## Hedefler
- A) Aşağıdaki PKK hakkındaki yazıyı hiçbir harfini değiştirmeden baştan sona yeniden yaz.
- B) Aşağıdaki listeyi süz ve "tractor" sözcüğünü içeren satırların hepsini olduğu gibi aktar.

## Metin
****************************************
PKKyı masum göstermek
8 şehit verdiğimiz Dağlıca Saldırısının ardından, (bence) PKKyı masum gösteren çok sayıda haber ve yorum okudum. Temeli şuna dayanıyor bu analizlerin; Karayılan eylem yapmıyoruz demişti ama Bahoz Erdal, Karayılanın bu iyi niyetini boşa çıkardı.. Neymiş demek ki, Bahoz ile Karayılan arasında bir liderlik ya da sen-ben kavgası var. Bu nedenli basılmış bizim karakolumuz. O yüzden kızmamamız lazım PKKya.. Biz yine Karayılanla kararlı biçimde müzakereleri sürdürmeye devam edelim. Bahozun bu dönemde yaptığı saldırıları görmezden gelelim.
AKIL TUTULMASI
Bir dakika beyler.. Kafanız yerinde mi sizin? Akıl tutulması mıdır yaşadığınız? Bana ne Bahozdan ya da Karayılandan veyahut Beyazyılandan.. Beni neden ve ne kadar ilgilendirir ki PKK içindeki her hangi bir kavga. Ben şehit verdiğim canları düşünürüm sadece. Gerisinin zerrece önemi yok. Velev ki bu yazılanlar doğru. Karayılanın lafının üzerine Bahoz Erdal eylem yaptı. Bu PKKnın merkez idaresinin sorumluluğunu zayıflatır mı? Eğer gerçekten öyleyse, yıllardır kadın-çocuk-asker-polis ayırt etmeden katliamlar yapan Karayılan, Bahozu da gayet rahat ortadan kaldırabilir. PKK tarihi, kanlı iç infazlarla doludur. Rahatsız oldukları herkesi teker teker öldürdüler. Bir Bahoza mı güçleri yetmeyecek?..
****************************************
## Gösterilen veriler

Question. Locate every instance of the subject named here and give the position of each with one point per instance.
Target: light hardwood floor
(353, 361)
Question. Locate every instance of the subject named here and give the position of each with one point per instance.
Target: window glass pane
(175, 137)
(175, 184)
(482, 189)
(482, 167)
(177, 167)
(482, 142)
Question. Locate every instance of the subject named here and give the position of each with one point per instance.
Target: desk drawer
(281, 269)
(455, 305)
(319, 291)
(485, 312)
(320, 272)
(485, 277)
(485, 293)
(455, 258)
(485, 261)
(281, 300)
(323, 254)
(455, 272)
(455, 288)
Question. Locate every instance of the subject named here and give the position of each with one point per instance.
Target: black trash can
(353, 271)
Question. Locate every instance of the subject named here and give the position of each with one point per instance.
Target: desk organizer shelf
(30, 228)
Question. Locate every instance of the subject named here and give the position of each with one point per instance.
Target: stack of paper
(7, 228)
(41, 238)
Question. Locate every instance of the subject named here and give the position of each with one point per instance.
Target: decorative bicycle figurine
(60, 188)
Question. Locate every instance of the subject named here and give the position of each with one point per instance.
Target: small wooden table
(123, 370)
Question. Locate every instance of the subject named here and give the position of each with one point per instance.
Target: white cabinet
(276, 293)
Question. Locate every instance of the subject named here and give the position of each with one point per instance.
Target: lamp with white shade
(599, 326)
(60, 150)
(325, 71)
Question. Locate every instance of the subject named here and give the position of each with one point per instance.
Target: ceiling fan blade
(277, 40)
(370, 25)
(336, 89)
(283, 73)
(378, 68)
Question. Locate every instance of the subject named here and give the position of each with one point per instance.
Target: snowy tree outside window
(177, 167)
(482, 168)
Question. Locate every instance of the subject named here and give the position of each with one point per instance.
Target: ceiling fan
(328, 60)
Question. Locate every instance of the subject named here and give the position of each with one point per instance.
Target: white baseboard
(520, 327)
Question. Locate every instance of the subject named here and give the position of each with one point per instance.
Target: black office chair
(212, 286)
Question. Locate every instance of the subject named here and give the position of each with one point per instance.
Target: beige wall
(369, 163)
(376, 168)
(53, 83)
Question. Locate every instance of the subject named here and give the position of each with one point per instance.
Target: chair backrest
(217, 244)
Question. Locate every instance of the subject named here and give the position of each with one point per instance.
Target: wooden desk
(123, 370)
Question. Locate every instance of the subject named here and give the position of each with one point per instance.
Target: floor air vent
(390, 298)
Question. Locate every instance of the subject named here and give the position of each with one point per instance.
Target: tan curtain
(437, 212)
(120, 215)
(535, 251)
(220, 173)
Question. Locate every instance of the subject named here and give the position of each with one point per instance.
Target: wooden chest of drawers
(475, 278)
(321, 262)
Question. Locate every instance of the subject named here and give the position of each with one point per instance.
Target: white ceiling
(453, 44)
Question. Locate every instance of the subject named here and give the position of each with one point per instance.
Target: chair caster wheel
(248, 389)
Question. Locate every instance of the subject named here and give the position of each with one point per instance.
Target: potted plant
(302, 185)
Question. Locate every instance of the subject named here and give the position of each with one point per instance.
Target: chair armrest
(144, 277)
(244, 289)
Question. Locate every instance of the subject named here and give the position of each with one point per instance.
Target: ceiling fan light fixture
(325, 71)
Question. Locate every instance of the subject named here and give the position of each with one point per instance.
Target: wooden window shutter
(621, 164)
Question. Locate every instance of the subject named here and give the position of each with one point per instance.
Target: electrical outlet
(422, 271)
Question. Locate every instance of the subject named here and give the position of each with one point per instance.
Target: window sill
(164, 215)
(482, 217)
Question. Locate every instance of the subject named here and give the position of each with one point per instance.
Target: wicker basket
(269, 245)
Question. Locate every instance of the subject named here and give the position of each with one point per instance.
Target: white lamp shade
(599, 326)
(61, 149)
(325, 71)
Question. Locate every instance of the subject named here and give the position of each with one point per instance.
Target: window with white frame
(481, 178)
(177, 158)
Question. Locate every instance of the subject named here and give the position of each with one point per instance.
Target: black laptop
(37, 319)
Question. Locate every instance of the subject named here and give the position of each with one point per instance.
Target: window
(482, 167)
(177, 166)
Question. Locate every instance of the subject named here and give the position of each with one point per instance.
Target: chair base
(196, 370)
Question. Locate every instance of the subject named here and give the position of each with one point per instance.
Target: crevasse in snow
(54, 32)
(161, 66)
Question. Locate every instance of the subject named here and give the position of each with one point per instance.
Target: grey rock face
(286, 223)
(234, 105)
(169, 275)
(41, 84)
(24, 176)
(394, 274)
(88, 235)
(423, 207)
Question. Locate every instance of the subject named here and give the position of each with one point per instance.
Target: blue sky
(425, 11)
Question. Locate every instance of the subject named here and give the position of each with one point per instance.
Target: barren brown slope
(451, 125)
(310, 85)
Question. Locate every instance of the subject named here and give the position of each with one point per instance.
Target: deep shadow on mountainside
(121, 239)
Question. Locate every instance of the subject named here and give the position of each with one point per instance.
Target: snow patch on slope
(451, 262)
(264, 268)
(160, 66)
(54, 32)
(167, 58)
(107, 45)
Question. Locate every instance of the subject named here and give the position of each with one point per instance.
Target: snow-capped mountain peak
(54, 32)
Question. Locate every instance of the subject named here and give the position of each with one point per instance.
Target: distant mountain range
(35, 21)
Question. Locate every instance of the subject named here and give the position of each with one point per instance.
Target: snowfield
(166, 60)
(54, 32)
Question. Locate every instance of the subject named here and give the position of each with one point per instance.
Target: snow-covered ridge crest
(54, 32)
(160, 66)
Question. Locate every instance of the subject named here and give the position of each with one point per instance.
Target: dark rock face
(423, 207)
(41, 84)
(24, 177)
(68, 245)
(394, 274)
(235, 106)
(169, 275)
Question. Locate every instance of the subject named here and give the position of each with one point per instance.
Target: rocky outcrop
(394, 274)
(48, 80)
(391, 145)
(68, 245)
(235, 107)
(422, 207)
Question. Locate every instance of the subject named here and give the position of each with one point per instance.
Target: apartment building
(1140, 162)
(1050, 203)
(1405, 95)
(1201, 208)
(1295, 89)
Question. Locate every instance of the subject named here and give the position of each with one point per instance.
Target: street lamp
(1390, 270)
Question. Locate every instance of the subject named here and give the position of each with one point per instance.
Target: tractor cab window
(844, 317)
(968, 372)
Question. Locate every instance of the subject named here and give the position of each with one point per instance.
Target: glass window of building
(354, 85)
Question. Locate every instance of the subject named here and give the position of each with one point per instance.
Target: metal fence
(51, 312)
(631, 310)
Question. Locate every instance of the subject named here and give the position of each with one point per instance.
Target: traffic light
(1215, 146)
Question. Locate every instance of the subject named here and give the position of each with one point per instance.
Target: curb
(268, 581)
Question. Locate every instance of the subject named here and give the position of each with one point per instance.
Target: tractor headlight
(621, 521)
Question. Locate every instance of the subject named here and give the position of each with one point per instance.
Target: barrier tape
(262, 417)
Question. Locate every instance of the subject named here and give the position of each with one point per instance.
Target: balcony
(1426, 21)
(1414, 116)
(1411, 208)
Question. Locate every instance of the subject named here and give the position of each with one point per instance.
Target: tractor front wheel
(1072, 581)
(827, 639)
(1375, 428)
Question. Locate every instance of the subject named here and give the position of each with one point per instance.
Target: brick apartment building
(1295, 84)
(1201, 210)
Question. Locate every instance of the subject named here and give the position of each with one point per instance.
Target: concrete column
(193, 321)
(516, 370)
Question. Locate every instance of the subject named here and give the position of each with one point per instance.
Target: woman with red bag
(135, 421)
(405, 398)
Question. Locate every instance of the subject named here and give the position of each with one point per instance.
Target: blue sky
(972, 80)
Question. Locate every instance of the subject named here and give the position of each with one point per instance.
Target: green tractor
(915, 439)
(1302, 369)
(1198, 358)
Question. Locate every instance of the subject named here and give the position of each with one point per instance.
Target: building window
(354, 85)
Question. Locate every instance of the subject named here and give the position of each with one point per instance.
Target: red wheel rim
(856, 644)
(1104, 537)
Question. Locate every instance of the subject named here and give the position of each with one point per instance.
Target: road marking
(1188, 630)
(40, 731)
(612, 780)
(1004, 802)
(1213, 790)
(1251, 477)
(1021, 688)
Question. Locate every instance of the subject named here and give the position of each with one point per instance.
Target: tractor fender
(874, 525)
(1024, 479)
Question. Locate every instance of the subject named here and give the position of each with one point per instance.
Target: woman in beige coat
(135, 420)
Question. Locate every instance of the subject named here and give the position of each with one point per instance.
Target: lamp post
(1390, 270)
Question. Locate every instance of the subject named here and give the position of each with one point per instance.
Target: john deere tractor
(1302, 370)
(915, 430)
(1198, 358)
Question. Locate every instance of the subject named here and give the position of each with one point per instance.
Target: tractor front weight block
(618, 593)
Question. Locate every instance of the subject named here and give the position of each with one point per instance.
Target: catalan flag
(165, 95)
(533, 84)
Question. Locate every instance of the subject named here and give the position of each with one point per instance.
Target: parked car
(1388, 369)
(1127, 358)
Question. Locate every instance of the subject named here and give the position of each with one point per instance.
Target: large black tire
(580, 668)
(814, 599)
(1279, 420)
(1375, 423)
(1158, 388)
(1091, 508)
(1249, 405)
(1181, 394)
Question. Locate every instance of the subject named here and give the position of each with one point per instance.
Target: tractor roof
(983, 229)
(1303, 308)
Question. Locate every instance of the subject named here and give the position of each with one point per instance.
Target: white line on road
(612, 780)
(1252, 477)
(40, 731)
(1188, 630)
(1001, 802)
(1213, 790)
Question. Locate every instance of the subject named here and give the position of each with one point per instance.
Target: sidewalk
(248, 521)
****************************************
## Yanıt olarak
- A)
PKKyı masum göstermek
8 şehit verdiğimiz Dağlıca Saldırısının ardından, (bence) PKKyı masum gösteren çok sayıda haber ve yorum okudum. Temeli şuna dayanıyor bu analizlerin; Karayılan eylem yapmıyoruz demişti ama Bahoz Erdal, Karayılanın bu iyi niyetini boşa çıkardı.. Neymiş demek ki, Bahoz ile Karayılan arasında bir liderlik ya da sen-ben kavgası var. Bu nedenli basılmış bizim karakolumuz. O yüzden kızmamamız lazım PKKya.. Biz yine Karayılanla kararlı biçimde müzakereleri sürdürmeye devam edelim. Bahozun bu dönemde yaptığı saldırıları görmezden gelelim.
AKIL TUTULMASI
Bir dakika beyler.. Kafanız yerinde mi sizin? Akıl tutulması mıdır yaşadığınız? Bana ne Bahozdan ya da Karayılandan veyahut Beyazyılandan.. Beni neden ve ne kadar ilgilendirir ki PKK içindeki her hangi bir kavga. Ben şehit verdiğim canları düşünürüm sadece. Gerisinin zerrece önemi yok. Velev ki bu yazılanlar doğru. Karayılanın lafının üzerine Bahoz Erdal eylem yaptı. Bu PKKnın merkez idaresinin sorumluluğunu zayıflatır mı? Eğer gerçekten öyleyse, yıllardır kadın-çocuk-asker-polis ayırt etmeden katliamlar yapan Karayılan, Bahozu da gayet rahat ortadan kaldırabilir. PKK tarihi, kanlı iç infazlarla doludur. Rahatsız oldukları herkesi teker teker öldürdüler. Bir Bahoza mı güçleri yetmeyecek?..

- B)
Target: tractor cab window
Target: tractor headlight
Target: tractor front wheel
Target: green tractor
Target: tractor fender
Target: john deere tractor
Target: tractor front weight block
Target: tractor roof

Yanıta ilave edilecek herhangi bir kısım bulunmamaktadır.